Present every line of the items below as a numbered list, skipping blank lines. Leave the pictures out of your answer.

Point labeling items:
## START
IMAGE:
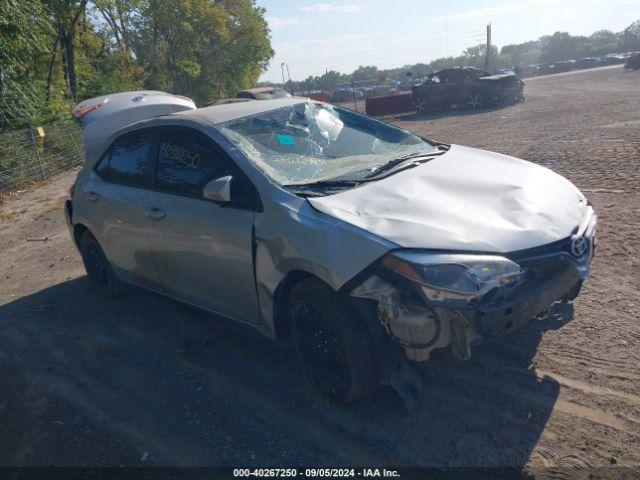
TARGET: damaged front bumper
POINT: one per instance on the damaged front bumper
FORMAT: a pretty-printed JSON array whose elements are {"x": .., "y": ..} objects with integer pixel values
[{"x": 421, "y": 321}]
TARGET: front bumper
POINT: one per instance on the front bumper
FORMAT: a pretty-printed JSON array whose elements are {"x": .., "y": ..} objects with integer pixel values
## END
REPLY TO THE TASK:
1. IMAGE:
2. TARGET: damaged front bumper
3. POINT: one per instance on the damaged front bumper
4. FORMAT: a pretty-printed JSON array whose elements are {"x": .., "y": ..} objects with integer pixel values
5. [{"x": 421, "y": 321}]
6. TARGET: front bumper
7. POINT: one per instance on the front bumper
8. FORMAT: a pretty-printed JSON array whose elements are {"x": .., "y": ..} objects with integer pixel values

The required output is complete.